Stored data entries
**********

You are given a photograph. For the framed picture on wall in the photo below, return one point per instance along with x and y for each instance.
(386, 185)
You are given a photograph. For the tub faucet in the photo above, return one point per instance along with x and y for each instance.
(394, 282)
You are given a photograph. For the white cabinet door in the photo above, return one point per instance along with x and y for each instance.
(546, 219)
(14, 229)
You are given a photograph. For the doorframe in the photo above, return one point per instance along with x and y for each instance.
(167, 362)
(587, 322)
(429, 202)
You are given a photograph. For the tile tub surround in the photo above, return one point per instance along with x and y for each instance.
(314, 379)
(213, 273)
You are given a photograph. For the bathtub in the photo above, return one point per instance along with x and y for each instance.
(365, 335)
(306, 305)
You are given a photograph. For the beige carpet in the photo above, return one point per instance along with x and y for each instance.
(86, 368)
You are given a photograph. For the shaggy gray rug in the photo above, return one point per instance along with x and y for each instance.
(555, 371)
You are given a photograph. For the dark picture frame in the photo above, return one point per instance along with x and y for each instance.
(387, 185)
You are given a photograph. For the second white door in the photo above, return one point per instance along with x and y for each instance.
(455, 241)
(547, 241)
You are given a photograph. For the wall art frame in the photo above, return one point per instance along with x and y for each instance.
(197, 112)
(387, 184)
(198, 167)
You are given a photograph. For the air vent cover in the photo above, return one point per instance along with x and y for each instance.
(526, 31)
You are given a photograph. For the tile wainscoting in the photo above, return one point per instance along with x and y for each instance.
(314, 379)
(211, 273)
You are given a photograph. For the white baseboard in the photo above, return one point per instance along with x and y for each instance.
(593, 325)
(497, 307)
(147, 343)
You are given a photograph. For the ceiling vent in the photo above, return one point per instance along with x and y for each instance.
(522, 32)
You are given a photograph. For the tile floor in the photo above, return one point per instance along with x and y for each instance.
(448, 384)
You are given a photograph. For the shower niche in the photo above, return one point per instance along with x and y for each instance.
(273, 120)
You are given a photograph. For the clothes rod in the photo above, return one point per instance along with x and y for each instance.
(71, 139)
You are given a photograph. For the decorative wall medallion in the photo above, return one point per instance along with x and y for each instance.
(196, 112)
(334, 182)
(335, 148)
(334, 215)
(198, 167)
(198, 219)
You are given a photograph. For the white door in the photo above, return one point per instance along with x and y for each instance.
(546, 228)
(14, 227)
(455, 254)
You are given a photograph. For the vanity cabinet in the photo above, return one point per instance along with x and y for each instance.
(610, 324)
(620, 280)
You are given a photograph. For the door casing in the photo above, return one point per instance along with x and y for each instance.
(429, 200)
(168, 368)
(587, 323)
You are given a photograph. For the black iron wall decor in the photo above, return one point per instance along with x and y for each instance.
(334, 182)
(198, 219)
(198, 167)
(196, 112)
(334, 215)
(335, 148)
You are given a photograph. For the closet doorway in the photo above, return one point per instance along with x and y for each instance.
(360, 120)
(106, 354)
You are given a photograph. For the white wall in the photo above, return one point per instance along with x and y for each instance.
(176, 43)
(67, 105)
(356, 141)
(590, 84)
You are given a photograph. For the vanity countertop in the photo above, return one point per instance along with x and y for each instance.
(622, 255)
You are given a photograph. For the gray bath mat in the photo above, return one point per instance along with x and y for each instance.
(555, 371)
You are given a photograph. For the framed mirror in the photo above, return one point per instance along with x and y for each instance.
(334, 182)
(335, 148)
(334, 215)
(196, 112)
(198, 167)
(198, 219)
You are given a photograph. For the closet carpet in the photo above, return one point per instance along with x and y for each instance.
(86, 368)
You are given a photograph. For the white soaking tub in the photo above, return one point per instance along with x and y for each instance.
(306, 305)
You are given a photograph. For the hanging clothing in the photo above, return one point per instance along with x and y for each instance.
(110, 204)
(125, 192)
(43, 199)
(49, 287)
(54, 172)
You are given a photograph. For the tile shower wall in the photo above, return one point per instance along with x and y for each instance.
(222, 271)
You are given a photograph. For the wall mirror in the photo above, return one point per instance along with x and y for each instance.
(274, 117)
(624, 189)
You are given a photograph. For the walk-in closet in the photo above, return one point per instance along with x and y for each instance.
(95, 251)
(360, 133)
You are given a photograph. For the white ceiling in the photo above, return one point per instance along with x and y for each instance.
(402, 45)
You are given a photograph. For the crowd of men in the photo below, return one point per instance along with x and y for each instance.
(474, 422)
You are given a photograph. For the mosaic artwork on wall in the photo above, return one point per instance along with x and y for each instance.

**********

**Request**
Reproduce the entire listing above verbatim, line for line.

**Expected answer**
You are given a photograph. For the framed picture on wall in the photo below, return one point per instance along with x and y for each instance.
(386, 185)
You are given a photograph. For the tub faucet in the photo above, return one point per instance along with x and y for each instance.
(394, 282)
You are given a photograph. For the white cabinet door in the photo above, return one point per instance along with x and y for each instance.
(546, 219)
(14, 229)
You are given a photograph. For the doorframe in the photo above, return one point per instance along with x and y for each instance.
(167, 362)
(587, 322)
(429, 202)
You are given a photograph. For the tile tub surround in the photo above, return one point per instance along with x and y for each instance.
(314, 379)
(213, 273)
You are given a photograph. For the bathtub in the photo above, return one point per instance along with x and y for each instance.
(365, 335)
(306, 305)
You are given a photograph. For the beige carpet in the photo above, return one point per instance along with x and y for each instance.
(86, 368)
You are given a photograph. For the shaggy gray rug in the photo above, return one point per instance along with x and y for each instance.
(555, 371)
You are given a photograph. For the dark picture frame in the photo above, return one point per instance along with x and y for each instance.
(387, 185)
You are given a photograph. For the second white door in the photo above, return one point per instance along with x and y for each instance.
(455, 241)
(547, 241)
You are given a photograph. For the wall art frame in the photo above, return one point per instance along with x and y for each instance.
(197, 112)
(387, 184)
(198, 167)
You are given a photograph. For the air vent cover in the photo above, return one point per instance along with x and y for each instance.
(526, 31)
You are given a photograph. For the tile wainscoting in the photo above, return one point per instance along with x and y for each instance.
(314, 379)
(211, 273)
You are given a photograph. For the white baseboard in the photo above, return one point per instance along with x and y for each instance.
(593, 325)
(497, 307)
(147, 343)
You are given a photograph. For the ceiling vent in the photo above, return one point per instance along with x and y for each instance.
(522, 32)
You are given a photograph. For the tile floor in the photo above, return one point per instance along with x and y for each instance.
(448, 384)
You are given a photograph. For the shower niche in the photo above, return one point per instance along with x and y for each instance.
(273, 120)
You are given a photograph. For the clothes rod in the photo above, return one point per instance along with x and y for each instance.
(71, 139)
You are given a photograph. For the decorative wall medallion in the photo above, return one point per instance along with x and y for each instance.
(196, 112)
(334, 182)
(335, 148)
(334, 215)
(198, 167)
(198, 219)
You are given a photograph. For the white door in the photo above, return one point per instance along with x and y for each instance.
(546, 228)
(14, 227)
(455, 254)
You are given a photograph. For the vanity cabinet in the photo above, return one point per instance along with x and y for each instance.
(610, 324)
(620, 280)
You are given a photograph. For the door casing in the photo above, return one point per instance along with x and y for each instance.
(429, 200)
(168, 368)
(587, 323)
You are given a photograph. For the black iron wall decor in the photo above, return one point per instance along with x and y for each instance.
(334, 182)
(198, 219)
(198, 167)
(196, 112)
(334, 215)
(335, 148)
You are given a photograph. For the closet doorway in the photo above, return one point per instance along with x and y for each instance.
(360, 120)
(106, 354)
You are given a photograph. For the white wall in the photo above, return one point per instance along with x and y for each instance.
(176, 43)
(67, 105)
(356, 141)
(590, 84)
You are given a photograph. For the vanity countertop in the photo above, return one point per instance along with x and y for each instance.
(622, 255)
You are given a photograph. For the gray bath mat in the photo above, return one point per instance along with x and y for each instance.
(555, 371)
You are given a photograph. For the framed mirror in the photo above, return one point per instance along with x and y for each instance.
(334, 182)
(335, 148)
(334, 215)
(196, 112)
(198, 167)
(198, 219)
You are given a photograph. For the closet carpet in the photo above, return one point per instance along with x and y for each instance.
(86, 368)
You are given a photograph. For the white soaking tub in the photo above, return one point per instance along with x and y for each instance.
(306, 305)
You are given a photograph. For the hanging clothing in the photo above, return one point per instance along with x and y for each instance.
(110, 204)
(125, 192)
(43, 199)
(49, 287)
(54, 172)
You are given a photograph. For the tile shower wall in the photo above, return one point per instance along with x and y for each instance.
(222, 271)
You are given a photograph. For the wall mirror in the photo above, return one point per instance along with x and y for each instance.
(274, 117)
(624, 189)
You are given a photograph. For the walk-in closet in the photo above, return one point per instance along with x and y for each instance.
(95, 251)
(360, 133)
You are given a photograph. For the white ceiling in the photo above, return one point per instance along with x and y for each instance.
(402, 45)
You are given a photograph. For the crowd of men in the photo below, return one point per instance along with x and y for each instance.
(474, 422)
You are given a photograph. For the mosaic artwork on wall in the photo above, return one point per instance along with x and y for each instance.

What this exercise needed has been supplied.